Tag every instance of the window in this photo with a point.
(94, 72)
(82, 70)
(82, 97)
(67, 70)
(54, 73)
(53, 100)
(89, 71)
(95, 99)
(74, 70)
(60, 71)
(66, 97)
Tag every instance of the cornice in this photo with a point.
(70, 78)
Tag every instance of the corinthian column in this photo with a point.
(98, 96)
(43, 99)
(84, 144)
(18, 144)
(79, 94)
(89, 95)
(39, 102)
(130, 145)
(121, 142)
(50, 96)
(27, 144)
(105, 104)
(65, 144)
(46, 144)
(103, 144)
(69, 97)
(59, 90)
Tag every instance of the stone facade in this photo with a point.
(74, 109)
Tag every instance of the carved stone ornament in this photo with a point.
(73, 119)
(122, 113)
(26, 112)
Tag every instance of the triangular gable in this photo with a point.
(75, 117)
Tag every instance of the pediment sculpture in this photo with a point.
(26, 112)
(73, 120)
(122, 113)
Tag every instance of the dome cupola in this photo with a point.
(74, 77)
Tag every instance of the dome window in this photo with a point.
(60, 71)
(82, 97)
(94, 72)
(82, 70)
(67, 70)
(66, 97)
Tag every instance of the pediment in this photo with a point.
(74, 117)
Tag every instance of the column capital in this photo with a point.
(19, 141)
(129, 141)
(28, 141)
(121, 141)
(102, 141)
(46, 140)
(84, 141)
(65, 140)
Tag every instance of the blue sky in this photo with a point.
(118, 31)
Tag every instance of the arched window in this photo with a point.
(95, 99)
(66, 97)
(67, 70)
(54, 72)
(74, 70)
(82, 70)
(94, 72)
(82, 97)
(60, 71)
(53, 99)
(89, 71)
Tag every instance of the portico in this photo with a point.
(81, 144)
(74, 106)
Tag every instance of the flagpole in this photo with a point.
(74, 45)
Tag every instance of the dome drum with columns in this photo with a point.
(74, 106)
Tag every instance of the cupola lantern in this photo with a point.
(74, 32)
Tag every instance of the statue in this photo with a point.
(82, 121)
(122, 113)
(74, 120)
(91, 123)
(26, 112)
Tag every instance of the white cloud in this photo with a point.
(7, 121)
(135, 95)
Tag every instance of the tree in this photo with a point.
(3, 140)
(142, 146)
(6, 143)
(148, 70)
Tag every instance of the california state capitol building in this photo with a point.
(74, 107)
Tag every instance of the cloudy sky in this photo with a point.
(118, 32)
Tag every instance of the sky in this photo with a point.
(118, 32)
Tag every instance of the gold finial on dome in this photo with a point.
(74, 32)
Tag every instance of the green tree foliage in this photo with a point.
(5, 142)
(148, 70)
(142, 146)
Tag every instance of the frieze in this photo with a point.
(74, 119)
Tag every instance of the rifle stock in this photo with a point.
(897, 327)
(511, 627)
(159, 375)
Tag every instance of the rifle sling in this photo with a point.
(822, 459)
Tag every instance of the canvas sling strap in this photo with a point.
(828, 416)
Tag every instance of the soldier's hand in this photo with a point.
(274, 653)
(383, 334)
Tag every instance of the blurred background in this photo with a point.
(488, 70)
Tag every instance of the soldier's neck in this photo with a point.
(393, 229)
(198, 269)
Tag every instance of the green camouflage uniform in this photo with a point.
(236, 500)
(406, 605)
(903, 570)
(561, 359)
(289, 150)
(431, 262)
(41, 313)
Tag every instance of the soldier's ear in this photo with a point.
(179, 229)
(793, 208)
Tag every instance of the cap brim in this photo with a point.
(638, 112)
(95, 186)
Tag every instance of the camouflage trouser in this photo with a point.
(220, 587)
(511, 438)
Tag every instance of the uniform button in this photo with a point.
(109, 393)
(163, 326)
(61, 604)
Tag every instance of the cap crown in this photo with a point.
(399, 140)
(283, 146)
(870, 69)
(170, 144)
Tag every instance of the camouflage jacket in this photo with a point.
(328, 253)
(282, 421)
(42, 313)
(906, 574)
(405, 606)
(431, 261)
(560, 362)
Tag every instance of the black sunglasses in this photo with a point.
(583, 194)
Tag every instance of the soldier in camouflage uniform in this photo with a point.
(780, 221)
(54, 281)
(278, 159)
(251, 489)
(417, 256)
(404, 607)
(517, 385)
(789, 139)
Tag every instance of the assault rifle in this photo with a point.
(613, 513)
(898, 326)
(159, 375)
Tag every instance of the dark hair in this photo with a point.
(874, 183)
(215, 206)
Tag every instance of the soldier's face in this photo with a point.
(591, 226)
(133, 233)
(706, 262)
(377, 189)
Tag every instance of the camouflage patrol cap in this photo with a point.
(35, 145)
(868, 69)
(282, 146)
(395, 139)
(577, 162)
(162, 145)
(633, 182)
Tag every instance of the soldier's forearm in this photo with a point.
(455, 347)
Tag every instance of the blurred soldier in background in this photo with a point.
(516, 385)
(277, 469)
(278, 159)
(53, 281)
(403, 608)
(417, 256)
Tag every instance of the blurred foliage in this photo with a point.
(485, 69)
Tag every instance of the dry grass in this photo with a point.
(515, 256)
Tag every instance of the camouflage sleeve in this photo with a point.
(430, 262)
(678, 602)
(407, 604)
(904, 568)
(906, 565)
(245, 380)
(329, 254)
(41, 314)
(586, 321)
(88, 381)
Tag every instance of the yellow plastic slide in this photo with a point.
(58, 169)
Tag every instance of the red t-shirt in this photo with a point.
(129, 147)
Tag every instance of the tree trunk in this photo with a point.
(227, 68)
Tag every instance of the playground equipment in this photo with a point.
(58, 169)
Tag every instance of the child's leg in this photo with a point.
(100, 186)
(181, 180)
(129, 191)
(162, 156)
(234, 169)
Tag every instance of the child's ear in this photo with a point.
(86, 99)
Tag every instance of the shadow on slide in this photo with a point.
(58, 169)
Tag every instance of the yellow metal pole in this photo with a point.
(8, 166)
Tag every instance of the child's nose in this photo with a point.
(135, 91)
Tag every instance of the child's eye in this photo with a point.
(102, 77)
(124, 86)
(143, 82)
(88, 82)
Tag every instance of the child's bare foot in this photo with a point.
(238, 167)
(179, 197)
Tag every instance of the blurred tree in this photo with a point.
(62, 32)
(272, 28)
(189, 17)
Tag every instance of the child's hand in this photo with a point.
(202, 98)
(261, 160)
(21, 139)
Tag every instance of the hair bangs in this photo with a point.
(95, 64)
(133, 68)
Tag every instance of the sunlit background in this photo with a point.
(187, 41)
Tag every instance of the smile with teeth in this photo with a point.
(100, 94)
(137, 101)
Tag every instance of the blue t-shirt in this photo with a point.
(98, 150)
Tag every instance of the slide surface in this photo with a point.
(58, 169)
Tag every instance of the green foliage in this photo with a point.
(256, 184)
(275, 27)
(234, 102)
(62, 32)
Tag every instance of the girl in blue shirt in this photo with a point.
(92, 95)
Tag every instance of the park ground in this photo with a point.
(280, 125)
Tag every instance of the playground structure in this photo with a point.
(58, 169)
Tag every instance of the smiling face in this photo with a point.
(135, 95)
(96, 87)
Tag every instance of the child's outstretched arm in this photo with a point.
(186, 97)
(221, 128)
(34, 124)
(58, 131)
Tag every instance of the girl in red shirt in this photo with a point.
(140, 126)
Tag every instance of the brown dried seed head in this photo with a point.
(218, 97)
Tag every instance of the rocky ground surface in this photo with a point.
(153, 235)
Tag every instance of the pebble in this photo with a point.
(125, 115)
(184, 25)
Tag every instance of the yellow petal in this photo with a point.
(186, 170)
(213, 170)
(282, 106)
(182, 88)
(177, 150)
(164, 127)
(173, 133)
——
* GOAL: Reproduce verbatim the rows from the one containing "Tag every instance of the smiling" through the last row, both included.

* ANSWER TO THIS EXERCISE:
Tag every instance of the smiling face in this photo with a point.
(135, 95)
(96, 87)
Tag every instance of the child's outstretched arm in this photo with a point.
(186, 97)
(221, 128)
(34, 124)
(58, 131)
Tag every instance of the girl in red shirt in this photo with a point.
(140, 126)
Tag every instance of the brown dried seed head in this photo with a point.
(218, 97)
Tag every instance of the rocky ground surface in this photo with a point.
(153, 235)
Tag every instance of the pebble in this photo with a point.
(125, 115)
(184, 25)
Tag every instance of the yellow petal in this photo with a point.
(186, 170)
(213, 170)
(282, 106)
(182, 88)
(177, 150)
(164, 127)
(173, 133)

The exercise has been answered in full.